• Task: Write out the items below exactly, from the line with "Query: sky above canyon" up to and including the line with "Mark the region of every instance of the sky", and nothing else.
------
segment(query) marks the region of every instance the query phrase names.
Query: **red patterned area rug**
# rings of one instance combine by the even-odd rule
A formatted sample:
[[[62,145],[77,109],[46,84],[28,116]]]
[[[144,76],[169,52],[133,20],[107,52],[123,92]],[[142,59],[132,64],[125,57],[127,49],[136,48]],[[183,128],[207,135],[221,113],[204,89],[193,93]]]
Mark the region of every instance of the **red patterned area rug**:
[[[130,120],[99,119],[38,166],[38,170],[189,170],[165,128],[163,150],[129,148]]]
------
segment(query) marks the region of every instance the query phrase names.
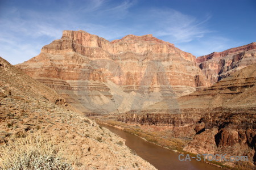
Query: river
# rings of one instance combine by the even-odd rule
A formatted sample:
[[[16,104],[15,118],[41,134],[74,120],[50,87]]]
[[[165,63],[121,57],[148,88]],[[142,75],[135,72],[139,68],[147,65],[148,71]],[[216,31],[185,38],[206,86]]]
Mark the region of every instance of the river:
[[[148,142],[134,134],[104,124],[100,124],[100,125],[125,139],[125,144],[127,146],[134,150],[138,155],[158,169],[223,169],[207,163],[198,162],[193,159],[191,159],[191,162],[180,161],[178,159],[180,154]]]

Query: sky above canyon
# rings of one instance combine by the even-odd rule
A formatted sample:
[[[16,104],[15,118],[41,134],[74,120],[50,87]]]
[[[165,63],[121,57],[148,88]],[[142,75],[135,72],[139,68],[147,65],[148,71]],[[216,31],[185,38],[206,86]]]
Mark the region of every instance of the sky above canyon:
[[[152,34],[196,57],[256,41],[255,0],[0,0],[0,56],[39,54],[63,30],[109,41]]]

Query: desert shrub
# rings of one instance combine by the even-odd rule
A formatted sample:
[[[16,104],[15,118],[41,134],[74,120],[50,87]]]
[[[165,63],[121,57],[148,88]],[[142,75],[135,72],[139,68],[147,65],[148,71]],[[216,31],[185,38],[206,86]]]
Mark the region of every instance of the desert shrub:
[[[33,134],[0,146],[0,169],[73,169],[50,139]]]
------
• Exercise output:
Query: sky above canyon
# rings of one instance combine by the even-odd rule
A formatted sample:
[[[16,104],[15,118],[41,134],[74,120],[50,87]]]
[[[165,63],[121,57],[148,88]],[[142,75],[135,72],[139,68],[147,65],[148,71]],[[216,31],[185,38],[206,86]]]
Mark the region of every instance of the sky above canyon:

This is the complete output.